### WHAT TO WORK ON
Go through the listing and copy every line word for word.

### SOURCE DATA
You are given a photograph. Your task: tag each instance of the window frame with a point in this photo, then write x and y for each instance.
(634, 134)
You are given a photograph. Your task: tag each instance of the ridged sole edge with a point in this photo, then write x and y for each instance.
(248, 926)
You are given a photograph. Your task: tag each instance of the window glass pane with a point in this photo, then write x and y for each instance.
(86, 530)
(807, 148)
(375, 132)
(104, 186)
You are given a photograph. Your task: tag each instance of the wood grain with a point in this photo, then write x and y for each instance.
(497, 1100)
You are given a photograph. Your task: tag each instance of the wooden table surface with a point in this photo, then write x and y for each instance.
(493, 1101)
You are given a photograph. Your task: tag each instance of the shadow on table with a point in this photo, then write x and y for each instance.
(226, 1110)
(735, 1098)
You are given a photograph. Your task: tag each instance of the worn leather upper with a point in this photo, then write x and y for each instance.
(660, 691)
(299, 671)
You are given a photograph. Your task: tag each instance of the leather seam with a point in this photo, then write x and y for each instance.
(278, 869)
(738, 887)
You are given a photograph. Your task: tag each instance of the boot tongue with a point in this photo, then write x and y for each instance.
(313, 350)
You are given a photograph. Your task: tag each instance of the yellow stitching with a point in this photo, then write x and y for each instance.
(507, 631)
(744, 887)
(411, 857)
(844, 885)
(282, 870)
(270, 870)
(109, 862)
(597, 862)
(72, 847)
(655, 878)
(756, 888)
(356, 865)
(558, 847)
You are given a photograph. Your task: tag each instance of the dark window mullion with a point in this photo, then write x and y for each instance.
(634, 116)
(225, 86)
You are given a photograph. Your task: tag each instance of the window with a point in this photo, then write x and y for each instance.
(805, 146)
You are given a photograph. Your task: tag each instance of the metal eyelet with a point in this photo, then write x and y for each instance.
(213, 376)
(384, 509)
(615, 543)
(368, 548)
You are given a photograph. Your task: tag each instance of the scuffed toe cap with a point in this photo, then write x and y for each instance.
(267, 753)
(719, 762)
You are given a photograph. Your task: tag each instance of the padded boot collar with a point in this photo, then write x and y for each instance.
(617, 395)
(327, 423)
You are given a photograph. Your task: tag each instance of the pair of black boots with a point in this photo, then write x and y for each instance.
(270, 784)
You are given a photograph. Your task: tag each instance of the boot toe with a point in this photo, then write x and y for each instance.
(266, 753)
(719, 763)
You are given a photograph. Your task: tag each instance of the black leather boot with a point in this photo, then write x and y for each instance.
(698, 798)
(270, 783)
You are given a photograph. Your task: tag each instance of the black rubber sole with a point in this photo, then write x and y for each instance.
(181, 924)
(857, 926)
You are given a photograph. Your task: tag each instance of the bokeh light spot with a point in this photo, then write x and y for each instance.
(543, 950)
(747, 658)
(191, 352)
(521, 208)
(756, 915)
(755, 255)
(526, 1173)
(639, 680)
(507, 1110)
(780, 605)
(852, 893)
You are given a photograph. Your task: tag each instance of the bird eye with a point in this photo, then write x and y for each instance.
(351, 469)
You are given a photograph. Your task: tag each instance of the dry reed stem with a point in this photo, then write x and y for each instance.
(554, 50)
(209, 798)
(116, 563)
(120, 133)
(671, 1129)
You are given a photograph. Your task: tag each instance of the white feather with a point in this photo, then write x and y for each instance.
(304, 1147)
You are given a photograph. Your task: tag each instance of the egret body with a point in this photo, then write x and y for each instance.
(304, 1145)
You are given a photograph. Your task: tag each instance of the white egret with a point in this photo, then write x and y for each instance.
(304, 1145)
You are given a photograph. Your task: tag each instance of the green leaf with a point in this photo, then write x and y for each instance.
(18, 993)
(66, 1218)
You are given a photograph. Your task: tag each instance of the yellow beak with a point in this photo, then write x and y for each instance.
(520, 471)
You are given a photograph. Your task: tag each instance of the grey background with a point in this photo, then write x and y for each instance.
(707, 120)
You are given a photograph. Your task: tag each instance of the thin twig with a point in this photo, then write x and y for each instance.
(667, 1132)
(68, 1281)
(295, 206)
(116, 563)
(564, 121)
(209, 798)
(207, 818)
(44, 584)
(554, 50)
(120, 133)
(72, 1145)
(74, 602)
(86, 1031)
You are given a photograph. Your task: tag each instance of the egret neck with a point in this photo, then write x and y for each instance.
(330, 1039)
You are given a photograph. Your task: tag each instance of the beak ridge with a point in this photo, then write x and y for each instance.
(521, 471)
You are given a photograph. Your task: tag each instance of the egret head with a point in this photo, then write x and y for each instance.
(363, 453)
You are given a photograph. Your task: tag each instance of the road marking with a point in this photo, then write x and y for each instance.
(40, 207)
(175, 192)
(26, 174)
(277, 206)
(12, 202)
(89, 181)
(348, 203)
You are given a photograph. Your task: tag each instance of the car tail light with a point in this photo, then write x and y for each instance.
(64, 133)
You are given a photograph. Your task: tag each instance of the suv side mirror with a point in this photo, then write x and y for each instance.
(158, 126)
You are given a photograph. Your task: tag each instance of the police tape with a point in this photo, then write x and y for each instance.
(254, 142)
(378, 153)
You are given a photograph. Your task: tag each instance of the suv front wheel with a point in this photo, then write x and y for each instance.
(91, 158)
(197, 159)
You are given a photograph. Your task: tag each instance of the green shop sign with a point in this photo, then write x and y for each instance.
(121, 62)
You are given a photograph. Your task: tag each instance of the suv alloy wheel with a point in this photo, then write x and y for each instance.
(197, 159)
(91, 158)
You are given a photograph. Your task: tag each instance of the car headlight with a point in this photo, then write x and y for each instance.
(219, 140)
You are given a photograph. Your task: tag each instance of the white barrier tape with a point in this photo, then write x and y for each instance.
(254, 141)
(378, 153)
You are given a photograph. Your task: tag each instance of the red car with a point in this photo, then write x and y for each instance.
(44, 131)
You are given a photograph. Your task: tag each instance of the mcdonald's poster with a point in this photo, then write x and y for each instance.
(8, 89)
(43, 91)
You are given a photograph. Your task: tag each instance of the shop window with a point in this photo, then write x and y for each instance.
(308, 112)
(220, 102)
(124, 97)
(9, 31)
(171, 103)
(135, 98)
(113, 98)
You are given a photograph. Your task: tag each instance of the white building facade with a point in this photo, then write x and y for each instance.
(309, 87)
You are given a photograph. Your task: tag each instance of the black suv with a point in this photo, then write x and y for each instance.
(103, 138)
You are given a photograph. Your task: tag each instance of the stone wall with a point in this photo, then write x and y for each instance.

### OUTPUT OF THE EXERCISE
You are given a photograph. Your task: tag each instance of the window frame with a point in this photo, then write x and y for each instance.
(634, 134)
You are given a photograph. Your task: tag each instance of the ridged sole edge with a point in this photo, then write x and y for each instance.
(248, 926)
You are given a photograph. Your task: tag each instance of the window glass pane with a point in this photo, then write x and y for each instance.
(86, 530)
(807, 148)
(375, 132)
(104, 186)
You are given a photograph. Your task: tag each instance of the wood grain with a point in this photo, then write x and y for each instance.
(497, 1100)
You are given a photograph. Your task: tag each instance of the wooden table surface with a point in this photo, then write x and y for each instance.
(493, 1101)
You are given a photograph. Your task: tag each instance of the shadow on table with a point in this photo, then write x and y for each instance.
(226, 1110)
(735, 1098)
You are given a photograph. Your task: tag each instance of the worn leather upper with a point in this photo, then write x and y for each instance.
(660, 691)
(299, 671)
You are given a photograph. Your task: tag each instance of the leather seam with a point in this photo, then write x and y for each instance.
(278, 869)
(738, 887)
You are given a photograph. Your task: tag each instance of the boot tongue with a point in this photo, then write x and y for each instance.
(313, 350)
You are given a photograph. Your task: tag each instance of the yellow stitching with a point in this photo, then write x and y for each instance.
(507, 631)
(744, 887)
(411, 857)
(844, 885)
(282, 870)
(270, 870)
(109, 862)
(597, 862)
(72, 847)
(655, 878)
(756, 888)
(356, 865)
(558, 847)
You are given a photograph. Your task: tag each instance of the dark window mullion with a point in this photo, then write x and y for each instance.
(634, 116)
(225, 86)
You are given a photograph. Your task: tag each instance of the window with a point in this photo, then write x and y for each instance.
(805, 146)
You are given a photograph. Your task: tag each instance of the metal eyelet with a point in this photo, then write x and y for each instance.
(213, 376)
(384, 509)
(615, 543)
(368, 548)
You are given a photograph. Your task: tag each instance of the scuffed toe cap with a point in this photo, then write x and y for each instance.
(267, 753)
(719, 762)
You are given a photograph. Your task: tag each instance of the padded boot collar with a point in this photo, then write x and y for each instance.
(617, 395)
(327, 423)
You are given a photograph. Your task: tag each instance of the pair of black boots with a point in this photo, then write x and y for each instance.
(270, 784)
You are given a photograph. Your task: tag each instance of the boot toe with a point in this photo, then write x and y for each instance.
(266, 753)
(719, 763)
You are given a photograph. Your task: tag each instance of the black leather boot with a point in this photo, then write x and y for each instance.
(698, 798)
(270, 783)
You are given a photograph. Your task: tag each instance of the black rubber sole with a point in this photo, then write x and y for each instance.
(181, 924)
(857, 926)
You are given a photograph. Your task: tag each instance of the bokeh light spot with a point in this photo, then write x and y for each instance.
(543, 950)
(747, 658)
(191, 352)
(521, 208)
(756, 915)
(755, 255)
(526, 1173)
(639, 680)
(507, 1110)
(780, 605)
(852, 893)
You are given a photograph. Your task: tag each instance of the bird eye with a point in this photo, then write x and y for each instance.
(351, 469)
You are given a photograph. Your task: tag each instance of the dry reed stem with a point in this photo, then write x and y for each instance.
(554, 50)
(209, 798)
(116, 563)
(120, 133)
(671, 1129)
You are given a photograph. Your task: tag each instance of the white feather with a point in this photo, then write x and y for each instance.
(304, 1147)
You are given a photograph. Your task: tag each instance of the egret body with a point in this photo, then write x and y for each instance.
(304, 1145)
You are given a photograph. Your task: tag each instance of the white egret with a point in this photo, then write x and y for each instance.
(304, 1145)
You are given a photograph. Your task: tag each instance of the green leaf with a point in this photo, then write x and y for each instance.
(18, 993)
(66, 1218)
You are given a photograph. Your task: tag each instance of the yellow beak with a point in this photo, then write x and y for each instance.
(520, 471)
You are given a photograph. Your task: tag each instance of the grey background with a point in this photo, then write x and y for each instance.
(707, 120)
You are given a photograph. Your task: tag each instance of the thin twig with a point in this photo, then write x and y for each instance.
(667, 1132)
(68, 1281)
(295, 206)
(116, 563)
(564, 121)
(209, 798)
(207, 818)
(44, 584)
(554, 50)
(120, 133)
(72, 1145)
(74, 602)
(86, 1031)
You are given a photograph. Your task: tag each instance of the egret neck with a point in this photo, then write x and y for each instance.
(330, 1039)
You are given a photograph. Your task: tag each instance of the beak ridge with a point in this photo, then write x and y for each instance.
(521, 471)
You are given a photograph. Your task: tag each instance of the egret head with a point in this photo, then write x and y for each instance.
(363, 453)
You are given a photograph. Your task: tag each instance of the road marking with a point in this photo, then write x and y for each instance.
(40, 207)
(175, 192)
(26, 174)
(277, 206)
(12, 202)
(89, 181)
(348, 203)
You are given a photograph. Your task: tag each instance of the car tail light with a point in this photo, then write x and y for each instance.
(64, 133)
You are given a photograph. Your task: tag each instance of the suv side mirror with a point in this photo, then write x and y for each instance.
(158, 126)
You are given a photograph. Your task: tag each instance of the police tape with a point in this photo, then write x and y for each instance.
(254, 142)
(378, 153)
You are given a photograph. Your task: tag each instance of the suv front wheel with a point in this photo, then write x and y for each instance.
(91, 158)
(197, 159)
You are given a photograph. Your task: tag each instance of the green shop sign with a point in this photo, then write x and y for each instance.
(121, 62)
You are given a photograph. Your task: tag each instance of the suv alloy wheel with a point in this photo, then write x and y for each instance.
(197, 159)
(91, 158)
You are given a photograph. Your task: tag each instance of the car headlight with a point in this photo, then write x and y for each instance.
(219, 140)
You are given a photograph. Your task: tag each instance of the white barrier tape with a point in this photo, then write x and y for each instance.
(254, 141)
(378, 153)
You are given a photograph. Your task: tag each instance of the red car with a point in this photo, then write x and y for each instance.
(44, 131)
You are given a photograph. Your task: tag each instance of the mcdonald's poster with a point in this photo, then write x and y for each instance.
(8, 89)
(43, 91)
You are given a photograph. Your task: tag each instance of the shop window with a point in this photo, then write x and y for each instance.
(308, 112)
(220, 102)
(124, 97)
(9, 31)
(171, 103)
(135, 98)
(113, 98)
You are given a photograph. Your task: tag each instance of the white building facade with a point in this photo, then write x and y for each instance.
(309, 87)
You are given a photograph. Your task: tag each instance of the black suv with a point in this photo, then write x and y for each instance.
(103, 138)
You are given a photograph. Your task: tag each instance of the stone wall with a point in this photo, then write x and y for each instance.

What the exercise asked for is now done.